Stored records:
*** Block opens ***

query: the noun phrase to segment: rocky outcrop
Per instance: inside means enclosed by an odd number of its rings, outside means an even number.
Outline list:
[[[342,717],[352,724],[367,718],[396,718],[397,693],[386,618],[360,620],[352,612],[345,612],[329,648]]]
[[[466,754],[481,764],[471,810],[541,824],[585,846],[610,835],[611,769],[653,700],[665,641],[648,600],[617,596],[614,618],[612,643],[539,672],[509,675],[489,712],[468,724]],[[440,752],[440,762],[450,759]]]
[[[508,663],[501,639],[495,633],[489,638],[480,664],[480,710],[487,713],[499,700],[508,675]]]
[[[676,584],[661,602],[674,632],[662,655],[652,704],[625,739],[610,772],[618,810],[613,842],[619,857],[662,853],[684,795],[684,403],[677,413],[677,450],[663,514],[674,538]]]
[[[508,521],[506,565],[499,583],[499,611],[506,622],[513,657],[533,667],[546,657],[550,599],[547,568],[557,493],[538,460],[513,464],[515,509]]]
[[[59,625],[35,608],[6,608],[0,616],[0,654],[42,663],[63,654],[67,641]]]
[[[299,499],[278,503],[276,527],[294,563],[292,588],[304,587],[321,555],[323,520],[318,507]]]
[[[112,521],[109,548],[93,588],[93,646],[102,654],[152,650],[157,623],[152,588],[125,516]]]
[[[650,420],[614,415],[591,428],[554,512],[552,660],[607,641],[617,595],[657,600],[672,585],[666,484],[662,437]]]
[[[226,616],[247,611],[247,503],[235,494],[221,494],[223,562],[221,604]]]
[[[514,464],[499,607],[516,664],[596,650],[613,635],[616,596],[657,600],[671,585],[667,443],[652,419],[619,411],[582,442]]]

*** Block closes ***

Task item
Print every record above. Keep each one exactly as it is.

Written solution
query: the noun phrase to segment: rocky outcrop
Per instance: inside means enclosed by an odd number of its rings, outside means an even number.
Outline list:
[[[342,717],[352,724],[367,718],[396,718],[397,693],[386,618],[360,620],[352,612],[345,612],[329,648]]]
[[[466,754],[481,764],[471,810],[541,824],[585,846],[610,835],[611,769],[653,700],[665,641],[648,600],[617,596],[614,618],[612,643],[539,672],[509,675],[489,712],[468,724]],[[440,752],[440,762],[450,759]]]
[[[508,663],[501,639],[495,633],[489,638],[480,664],[480,710],[487,713],[499,700],[508,675]]]
[[[676,584],[661,602],[674,632],[662,655],[652,704],[625,739],[610,772],[618,810],[613,842],[619,857],[662,853],[684,795],[684,403],[677,413],[677,450],[663,514],[674,538]]]
[[[508,521],[506,565],[499,583],[499,611],[506,622],[513,657],[533,667],[546,657],[550,599],[547,568],[557,493],[538,460],[513,464],[515,509]]]
[[[59,625],[35,608],[6,608],[0,616],[0,654],[42,663],[63,654],[67,641]]]
[[[299,499],[278,503],[276,527],[294,563],[292,588],[304,587],[321,555],[323,520],[318,507]]]
[[[112,521],[109,548],[93,588],[93,646],[102,654],[152,650],[157,623],[152,588],[125,516]]]
[[[650,420],[614,415],[591,428],[554,512],[552,660],[607,641],[617,595],[657,600],[672,585],[666,484],[662,437]]]
[[[226,616],[247,611],[247,503],[235,494],[221,494],[223,562],[221,604]]]
[[[514,464],[499,607],[516,664],[596,650],[613,635],[616,596],[657,600],[671,585],[667,443],[652,419],[619,411],[582,442]]]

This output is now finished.